== Excerpt
Gangvaa is a 1984 Indian Hindi-language film directed by Rajasekhar, starring Rajinikanth and Shabana Azmi. It is a remake of Rajasekhar's 1983 Tamil film Malaiyoor Mambattiyan.

Plot 
The basic injustice at the core of Gangvaa is the way the landed classes take advantage of ordinary village folk. Early on in the film, a work crew finds a pot full of gold coins and Thakur Mahendra Singh (Amrish Puri) confiscates them to add to his already massive wealth. Enter Gangvaa (Rajnikanth) to save the day; Gangvaa kills Zamindar and his goons. Gangvaa puts together a band of the men who had suffered under the Zamindar's tyranny. Together they hang out in the wilderness and perform Robin-Hood-esque raids for the sake of vigilante justice.  At some point Jamna (Shabana Azmi) encounters Gangvaa and is smitten.  Then a village girl accuses Gangvaa of rape, and Jamna is enraged – it is here that she gets down to find the truth. It turns out that the rape was actually done by a totally different guy named Gangvaa (Raza Murad), and righting this wrong wins Jamna back for our hero, but makes him a new set of enemies that he spends the rest of the film fleeing from.  Also on his tail is a police inspector (Suresh Oberoi), who cannot allow vigilante justice in his district, no matter how noble the intention.
====
== Data for the task
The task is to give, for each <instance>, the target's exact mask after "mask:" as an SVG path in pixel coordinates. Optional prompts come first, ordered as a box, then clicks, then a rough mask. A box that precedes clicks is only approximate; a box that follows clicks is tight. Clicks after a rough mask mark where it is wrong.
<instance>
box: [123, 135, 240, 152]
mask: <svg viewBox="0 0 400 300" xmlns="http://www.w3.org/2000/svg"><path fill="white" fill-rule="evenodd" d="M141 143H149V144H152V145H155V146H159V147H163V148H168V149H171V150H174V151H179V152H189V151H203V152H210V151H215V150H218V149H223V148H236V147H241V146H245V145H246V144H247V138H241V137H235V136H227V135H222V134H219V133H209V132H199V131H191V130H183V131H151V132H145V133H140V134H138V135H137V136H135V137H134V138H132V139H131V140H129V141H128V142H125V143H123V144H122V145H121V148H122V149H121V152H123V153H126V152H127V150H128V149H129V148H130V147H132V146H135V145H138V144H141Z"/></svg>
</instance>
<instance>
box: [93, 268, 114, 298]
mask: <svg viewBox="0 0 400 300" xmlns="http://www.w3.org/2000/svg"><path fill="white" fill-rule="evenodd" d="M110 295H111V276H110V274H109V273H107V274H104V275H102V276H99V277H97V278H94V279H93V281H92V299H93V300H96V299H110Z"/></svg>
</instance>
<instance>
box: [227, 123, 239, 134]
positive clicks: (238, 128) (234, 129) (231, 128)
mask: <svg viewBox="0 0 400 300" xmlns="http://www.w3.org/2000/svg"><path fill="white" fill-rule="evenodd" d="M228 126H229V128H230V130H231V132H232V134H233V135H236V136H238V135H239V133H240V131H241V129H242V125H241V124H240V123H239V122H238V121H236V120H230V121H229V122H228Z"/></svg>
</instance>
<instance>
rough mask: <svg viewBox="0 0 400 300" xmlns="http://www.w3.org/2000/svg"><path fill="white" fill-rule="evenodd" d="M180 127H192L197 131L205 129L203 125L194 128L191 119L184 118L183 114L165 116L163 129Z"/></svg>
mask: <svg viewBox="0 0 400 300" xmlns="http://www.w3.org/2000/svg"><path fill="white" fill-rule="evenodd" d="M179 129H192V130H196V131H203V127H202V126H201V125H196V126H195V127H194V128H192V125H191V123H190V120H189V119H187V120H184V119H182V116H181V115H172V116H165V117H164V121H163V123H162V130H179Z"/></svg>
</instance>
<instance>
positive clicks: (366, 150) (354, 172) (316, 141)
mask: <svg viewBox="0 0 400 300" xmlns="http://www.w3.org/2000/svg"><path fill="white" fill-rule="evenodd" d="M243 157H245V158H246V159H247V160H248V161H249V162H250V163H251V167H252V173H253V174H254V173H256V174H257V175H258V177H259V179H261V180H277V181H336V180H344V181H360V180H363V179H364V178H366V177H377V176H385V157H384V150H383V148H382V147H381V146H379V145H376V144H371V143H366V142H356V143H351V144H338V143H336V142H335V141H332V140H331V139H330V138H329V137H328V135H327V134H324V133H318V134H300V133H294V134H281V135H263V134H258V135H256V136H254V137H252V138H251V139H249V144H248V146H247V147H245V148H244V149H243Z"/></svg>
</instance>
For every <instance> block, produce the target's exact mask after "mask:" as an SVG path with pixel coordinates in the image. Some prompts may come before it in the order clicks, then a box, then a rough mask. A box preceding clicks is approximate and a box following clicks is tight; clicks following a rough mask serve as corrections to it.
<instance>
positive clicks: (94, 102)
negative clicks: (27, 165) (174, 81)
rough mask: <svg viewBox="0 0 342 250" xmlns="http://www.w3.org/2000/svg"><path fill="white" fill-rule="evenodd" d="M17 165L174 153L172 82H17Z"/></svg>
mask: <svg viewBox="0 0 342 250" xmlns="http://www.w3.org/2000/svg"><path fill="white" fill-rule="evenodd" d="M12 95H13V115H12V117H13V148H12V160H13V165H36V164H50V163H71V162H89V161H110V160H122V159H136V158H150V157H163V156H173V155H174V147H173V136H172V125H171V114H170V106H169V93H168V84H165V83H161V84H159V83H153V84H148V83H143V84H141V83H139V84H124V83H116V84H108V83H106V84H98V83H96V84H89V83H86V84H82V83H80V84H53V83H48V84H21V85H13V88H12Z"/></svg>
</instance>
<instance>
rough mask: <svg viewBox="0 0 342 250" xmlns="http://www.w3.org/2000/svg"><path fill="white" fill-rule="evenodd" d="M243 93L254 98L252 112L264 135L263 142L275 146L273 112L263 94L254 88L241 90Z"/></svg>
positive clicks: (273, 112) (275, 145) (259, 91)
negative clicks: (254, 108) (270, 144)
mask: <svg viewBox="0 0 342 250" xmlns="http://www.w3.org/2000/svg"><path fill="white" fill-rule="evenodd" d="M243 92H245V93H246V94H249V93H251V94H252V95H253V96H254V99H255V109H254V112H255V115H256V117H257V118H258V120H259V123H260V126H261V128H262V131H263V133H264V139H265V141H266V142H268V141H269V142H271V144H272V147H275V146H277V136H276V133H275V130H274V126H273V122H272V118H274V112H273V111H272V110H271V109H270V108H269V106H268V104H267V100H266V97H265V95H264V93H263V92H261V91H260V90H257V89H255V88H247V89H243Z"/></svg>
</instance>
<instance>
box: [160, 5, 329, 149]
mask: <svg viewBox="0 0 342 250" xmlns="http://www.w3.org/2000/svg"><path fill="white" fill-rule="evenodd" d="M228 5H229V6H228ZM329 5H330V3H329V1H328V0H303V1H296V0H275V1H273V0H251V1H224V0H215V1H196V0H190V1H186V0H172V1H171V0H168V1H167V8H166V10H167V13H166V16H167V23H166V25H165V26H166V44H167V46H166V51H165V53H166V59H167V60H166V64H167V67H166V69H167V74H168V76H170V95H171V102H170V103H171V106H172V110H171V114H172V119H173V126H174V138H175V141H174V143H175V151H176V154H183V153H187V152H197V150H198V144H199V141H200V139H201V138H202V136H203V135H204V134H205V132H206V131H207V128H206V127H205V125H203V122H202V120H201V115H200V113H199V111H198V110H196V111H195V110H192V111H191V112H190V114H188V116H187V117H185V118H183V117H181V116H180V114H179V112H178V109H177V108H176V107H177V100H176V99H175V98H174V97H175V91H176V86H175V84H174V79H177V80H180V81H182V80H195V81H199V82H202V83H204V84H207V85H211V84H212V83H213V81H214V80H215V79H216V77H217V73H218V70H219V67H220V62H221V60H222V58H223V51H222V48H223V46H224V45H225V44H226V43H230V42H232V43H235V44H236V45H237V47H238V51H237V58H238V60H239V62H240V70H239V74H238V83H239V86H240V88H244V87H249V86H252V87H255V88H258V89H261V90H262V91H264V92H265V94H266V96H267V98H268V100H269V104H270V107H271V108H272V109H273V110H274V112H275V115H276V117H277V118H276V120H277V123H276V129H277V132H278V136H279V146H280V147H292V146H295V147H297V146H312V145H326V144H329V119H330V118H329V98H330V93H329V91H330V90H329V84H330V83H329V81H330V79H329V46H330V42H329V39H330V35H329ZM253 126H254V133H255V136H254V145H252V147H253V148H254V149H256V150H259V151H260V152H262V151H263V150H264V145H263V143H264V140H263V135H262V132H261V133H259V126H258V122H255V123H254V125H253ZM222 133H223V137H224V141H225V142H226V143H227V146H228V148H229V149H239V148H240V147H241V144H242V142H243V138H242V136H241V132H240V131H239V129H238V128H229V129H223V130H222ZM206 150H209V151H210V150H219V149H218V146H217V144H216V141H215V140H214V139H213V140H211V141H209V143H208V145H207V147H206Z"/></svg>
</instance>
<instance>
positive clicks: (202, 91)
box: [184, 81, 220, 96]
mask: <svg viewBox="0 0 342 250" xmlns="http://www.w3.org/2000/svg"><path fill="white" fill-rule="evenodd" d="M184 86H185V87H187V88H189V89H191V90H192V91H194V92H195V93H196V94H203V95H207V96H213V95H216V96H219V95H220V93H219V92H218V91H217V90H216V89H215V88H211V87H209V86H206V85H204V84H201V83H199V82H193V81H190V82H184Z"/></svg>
====
[Apply what you read]
- 1) Reproduce the Gangvaa article in full, word for word.
- 2) Collect every line of the records that contains the word "negative", and copy each one in full.

[Task-by-task results]
- 1)
Gangvaa is a 1984 Indian Hindi-language film directed by Rajasekhar, starring Rajinikanth and Shabana Azmi. It is a remake of Rajasekhar's 1983 Tamil film Malaiyoor Mambattiyan.

Plot 
The basic injustice at the core of Gangvaa is the way the landed classes take advantage of ordinary village folk. Early on in the film, a work crew finds a pot full of gold coins and Thakur Mahendra Singh (Amrish Puri) confiscates them to add to his already massive wealth. Enter Gangvaa (Rajnikanth) to save the day; Gangvaa kills Zamindar and his goons. Gangvaa puts together a band of the men who had suffered under the Zamindar's tyranny. Together they hang out in the wilderness and perform Robin-Hood-esque raids for the sake of vigilante justice.  At some point Jamna (Shabana Azmi) encounters Gangvaa and is smitten.  Then a village girl accuses Gangvaa of rape, and Jamna is enraged – it is here that she gets down to find the truth. It turns out that the rape was actually done by a totally different guy named Gangvaa (Raza Murad), and righting this wrong wins Jamna back for our hero, but makes him a new set of enemies that he spends the rest of the film fleeing from.  Also on his tail is a police inspector (Suresh Oberoi), who cannot allow vigilante justice in his district, no matter how noble the intention.

- 2)
negative clicks: (27, 165) (174, 81)
negative clicks: (254, 108) (270, 144)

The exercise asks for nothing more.